⟨
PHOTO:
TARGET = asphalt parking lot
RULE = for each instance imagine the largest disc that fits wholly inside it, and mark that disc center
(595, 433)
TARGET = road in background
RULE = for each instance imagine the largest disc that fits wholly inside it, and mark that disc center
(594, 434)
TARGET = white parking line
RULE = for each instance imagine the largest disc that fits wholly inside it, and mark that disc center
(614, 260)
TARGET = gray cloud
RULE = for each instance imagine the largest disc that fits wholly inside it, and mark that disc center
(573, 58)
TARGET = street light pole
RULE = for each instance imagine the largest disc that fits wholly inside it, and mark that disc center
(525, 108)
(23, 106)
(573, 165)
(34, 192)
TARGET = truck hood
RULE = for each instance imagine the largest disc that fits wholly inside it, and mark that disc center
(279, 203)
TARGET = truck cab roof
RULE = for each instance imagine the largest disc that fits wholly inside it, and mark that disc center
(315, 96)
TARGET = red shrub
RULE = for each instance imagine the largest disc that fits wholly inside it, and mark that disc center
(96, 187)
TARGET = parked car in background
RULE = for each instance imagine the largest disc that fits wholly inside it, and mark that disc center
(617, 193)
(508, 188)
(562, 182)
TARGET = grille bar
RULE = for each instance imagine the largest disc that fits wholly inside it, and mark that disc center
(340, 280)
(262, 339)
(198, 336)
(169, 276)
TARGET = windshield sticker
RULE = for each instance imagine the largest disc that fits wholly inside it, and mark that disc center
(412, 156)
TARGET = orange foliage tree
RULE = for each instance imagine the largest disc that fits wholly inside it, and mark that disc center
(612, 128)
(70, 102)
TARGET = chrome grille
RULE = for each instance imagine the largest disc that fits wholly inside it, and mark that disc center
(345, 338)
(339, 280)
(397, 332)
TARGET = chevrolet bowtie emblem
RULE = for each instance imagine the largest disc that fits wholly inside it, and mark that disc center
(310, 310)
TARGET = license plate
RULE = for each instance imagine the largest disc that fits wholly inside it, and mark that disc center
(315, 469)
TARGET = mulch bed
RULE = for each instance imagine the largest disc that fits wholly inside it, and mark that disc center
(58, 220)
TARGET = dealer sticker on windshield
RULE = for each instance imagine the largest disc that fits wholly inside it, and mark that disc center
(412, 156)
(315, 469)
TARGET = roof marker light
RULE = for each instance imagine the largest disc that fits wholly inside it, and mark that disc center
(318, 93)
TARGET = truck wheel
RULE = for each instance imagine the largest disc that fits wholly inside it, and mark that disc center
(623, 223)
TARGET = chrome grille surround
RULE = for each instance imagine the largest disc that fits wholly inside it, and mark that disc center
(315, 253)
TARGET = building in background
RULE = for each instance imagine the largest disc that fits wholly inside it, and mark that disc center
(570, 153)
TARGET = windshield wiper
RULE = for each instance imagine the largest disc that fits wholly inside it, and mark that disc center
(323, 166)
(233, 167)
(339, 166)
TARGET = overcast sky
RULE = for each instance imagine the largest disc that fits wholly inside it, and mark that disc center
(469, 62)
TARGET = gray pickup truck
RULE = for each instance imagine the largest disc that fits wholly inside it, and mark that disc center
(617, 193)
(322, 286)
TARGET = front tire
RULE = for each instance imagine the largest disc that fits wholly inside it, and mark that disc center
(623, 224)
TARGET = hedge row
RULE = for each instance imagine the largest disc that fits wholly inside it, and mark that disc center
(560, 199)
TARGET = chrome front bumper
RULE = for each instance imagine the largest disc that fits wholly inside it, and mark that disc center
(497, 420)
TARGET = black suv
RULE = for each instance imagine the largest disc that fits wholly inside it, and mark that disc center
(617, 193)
⟩
### What you should do
Please turn every line of the records above into a Markdown table with the columns "Row" and "Line." Number each row and leave out blank lines.

### Solution to this task
| Row | Line |
|---|---|
| 1 | PHOTO: |
| 2 | TARGET = asphalt parking lot |
| 3 | RULE = for each instance imagine the largest disc that fits wholly inside it, and mark that disc center |
| 4 | (595, 433) |
| 5 | TARGET = road in background |
| 6 | RULE = for each instance imagine the largest disc that fits wholly inside it, and mark that disc center |
| 7 | (594, 434) |
| 8 | TARGET = white parking line |
| 9 | RULE = for each instance imagine the largest disc that fits wholly inside it, and mark that disc center |
| 10 | (614, 260) |
| 11 | TARGET = gray cloud |
| 12 | RULE = for each instance imagine the largest disc that fits wholly inside it, and mark that disc center |
| 13 | (573, 58) |
| 14 | TARGET = street light pole |
| 15 | RULE = for each instance imagine the largest disc that fits wholly inside it, and mark that disc center |
| 16 | (525, 108) |
| 17 | (23, 106) |
| 18 | (573, 165) |
| 19 | (34, 192) |
| 20 | TARGET = truck hood |
| 21 | RULE = for each instance imagine the largest disc that fits wholly inside it, and mark that disc center |
| 22 | (279, 203) |
| 23 | TARGET = truck cab roof |
| 24 | RULE = for each instance imagine the largest disc that fits wholly inside it, and mark that disc center |
| 25 | (315, 96) |
| 26 | TARGET = red shrub |
| 27 | RULE = for each instance imagine the largest disc that fits wholly inside it, and mark that disc center |
| 28 | (96, 187) |
| 29 | TARGET = parked car in background |
| 30 | RULE = for each instance imagine the largest disc that fits wholly inside it, and mark that disc center |
| 31 | (617, 193) |
| 32 | (508, 188) |
| 33 | (562, 182) |
| 34 | TARGET = grille bar |
| 35 | RULE = for each instance imagine the largest disc that fits wholly inside it, and mark that disc center |
| 36 | (340, 280) |
| 37 | (262, 339) |
| 38 | (198, 336) |
| 39 | (169, 276) |
| 40 | TARGET = windshield sticker |
| 41 | RULE = for each instance imagine the largest disc that fits wholly inside it, and mark that disc center |
| 42 | (412, 156) |
| 43 | TARGET = orange foliage tree |
| 44 | RULE = for each instance imagine the largest disc that fits wholly inside it, and mark that disc center |
| 45 | (612, 128) |
| 46 | (70, 102) |
| 47 | TARGET = chrome grille |
| 48 | RULE = for each instance imagine the largest disc that fits wholly inside it, and mark that disc center |
| 49 | (345, 338) |
| 50 | (339, 280) |
| 51 | (397, 332) |
| 52 | TARGET = chevrolet bowtie emblem |
| 53 | RULE = for each instance imagine the largest disc that fits wholly inside it, and mark that disc center |
| 54 | (310, 310) |
| 55 | TARGET = license plate |
| 56 | RULE = for each instance imagine the largest disc that fits wholly inside it, and mark that disc center |
| 57 | (315, 469) |
| 58 | TARGET = mulch bed |
| 59 | RULE = for each instance imagine the largest disc that fits wholly inside it, and mark that disc center |
| 60 | (58, 220) |
| 61 | TARGET = dealer sticker on windshield |
| 62 | RULE = for each instance imagine the largest disc that fits wholly inside it, and mark that disc center |
| 63 | (412, 156) |
| 64 | (315, 469) |
| 65 | TARGET = roof marker light |
| 66 | RULE = for each instance imagine the largest disc that fits wholly inside it, and mark that disc center |
| 67 | (318, 93) |
| 68 | TARGET = truck wheel |
| 69 | RULE = for each instance imagine the largest disc that fits wholly inside it, and mark that disc center |
| 70 | (623, 223) |
| 71 | TARGET = chrome grille surround |
| 72 | RULE = for each instance imagine the largest disc that fits wholly inside it, and mark that disc center |
| 73 | (315, 253) |
| 74 | TARGET = building in background |
| 75 | RULE = for each instance imagine the largest disc that fits wholly inside it, and mark that disc center |
| 76 | (570, 153) |
| 77 | TARGET = windshield wiper |
| 78 | RULE = for each instance imagine the largest disc that fits wholly inside it, and mark that disc center |
| 79 | (323, 166) |
| 80 | (233, 167) |
| 81 | (339, 166) |
| 82 | TARGET = overcast sky |
| 83 | RULE = for each instance imagine the largest disc that fits wholly inside it, and mark that disc center |
| 84 | (469, 62) |
| 85 | TARGET = gray pickup truck |
| 86 | RULE = for each instance imagine the largest disc that fits wholly inside it, and mark that disc center |
| 87 | (617, 193) |
| 88 | (322, 286) |
| 89 | TARGET = front tire |
| 90 | RULE = for each instance imagine the largest disc that fits wholly inside it, and mark that disc center |
| 91 | (623, 224) |
| 92 | TARGET = hedge row |
| 93 | RULE = for each instance imagine the largest disc that fits wholly inside it, and mark that disc center |
| 94 | (560, 199) |
| 95 | TARGET = chrome front bumper |
| 96 | RULE = for each instance imagine the largest disc that fits wholly inside it, and mark that disc center |
| 97 | (497, 420) |
| 98 | TARGET = black suv |
| 99 | RULE = for each instance imagine the largest disc that fits wholly inside it, and mark that disc center |
| 100 | (617, 193) |